Saved data entries:
— START —

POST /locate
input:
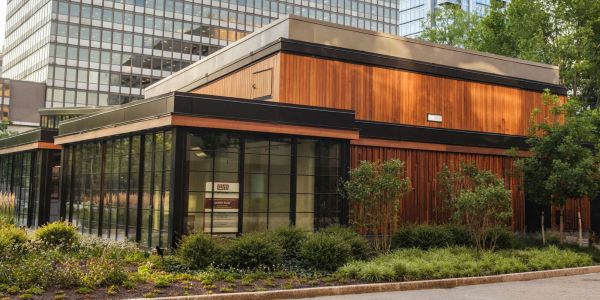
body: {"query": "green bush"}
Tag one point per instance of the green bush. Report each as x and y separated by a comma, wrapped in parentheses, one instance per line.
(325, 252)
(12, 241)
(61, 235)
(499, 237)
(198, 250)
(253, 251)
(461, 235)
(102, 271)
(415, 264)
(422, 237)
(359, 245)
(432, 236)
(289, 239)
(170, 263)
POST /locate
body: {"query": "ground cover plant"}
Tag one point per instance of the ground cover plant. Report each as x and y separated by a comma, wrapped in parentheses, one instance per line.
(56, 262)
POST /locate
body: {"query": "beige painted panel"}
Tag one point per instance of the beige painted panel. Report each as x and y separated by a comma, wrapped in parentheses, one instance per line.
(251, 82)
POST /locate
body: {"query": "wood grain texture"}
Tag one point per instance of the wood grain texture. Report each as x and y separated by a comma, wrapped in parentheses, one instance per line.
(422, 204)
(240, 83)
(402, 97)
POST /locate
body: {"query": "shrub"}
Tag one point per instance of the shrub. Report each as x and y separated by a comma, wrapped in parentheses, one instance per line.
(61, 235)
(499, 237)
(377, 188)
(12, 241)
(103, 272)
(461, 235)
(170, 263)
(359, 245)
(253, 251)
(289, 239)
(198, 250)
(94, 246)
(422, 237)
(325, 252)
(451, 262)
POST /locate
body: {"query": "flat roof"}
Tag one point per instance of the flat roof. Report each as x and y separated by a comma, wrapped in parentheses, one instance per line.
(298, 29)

— END —

- _EXERCISE DESCRIPTION_
Write the material out again exactly as it appears, dropping the pictures.

- _PROBLEM SOLUTION_
POST /locate
input:
body: {"query": "green bush"}
Tag one point per instance of the green bush. Report each as x and y separated by a comma, wrapped in parentheses, one instance per line.
(325, 252)
(12, 241)
(61, 235)
(499, 237)
(198, 250)
(253, 251)
(461, 235)
(102, 271)
(415, 264)
(422, 237)
(359, 245)
(432, 236)
(289, 239)
(170, 263)
POST /locate
body: {"query": "ground cover plant"}
Tag one point per instance of the ground cover plant. Report each as x and y separated by a comma, wrapped in parentheses, one instance per line.
(56, 262)
POST /locate
body: {"query": "beige painted panel"}
Tag one point per instance of the beige painted panel. Report each as x and y separated by a comma, wrapped in parentheses, one instance per line.
(251, 82)
POST /locate
body: {"query": "wood grain texture"}
Tag one point per instance of the wood grain texture. Report each as x and y separated by a comma, wrapped in parentheses, one instance per line.
(422, 204)
(240, 83)
(402, 97)
POST /locate
body: {"query": "shrub"}
Tag one point per instance of the shrub. Report each as x and y separated by a comma, wrapped in parentheses, one instance per line.
(61, 235)
(499, 237)
(377, 188)
(12, 241)
(103, 272)
(461, 235)
(170, 263)
(359, 245)
(253, 251)
(289, 239)
(198, 250)
(94, 246)
(422, 237)
(325, 252)
(451, 262)
POST /locate
body: {"query": "flat roof"}
Tag one point per instance of the flat roof. Report each as x and y separated by a comma, wrapped in parentheses, one instance per line.
(298, 29)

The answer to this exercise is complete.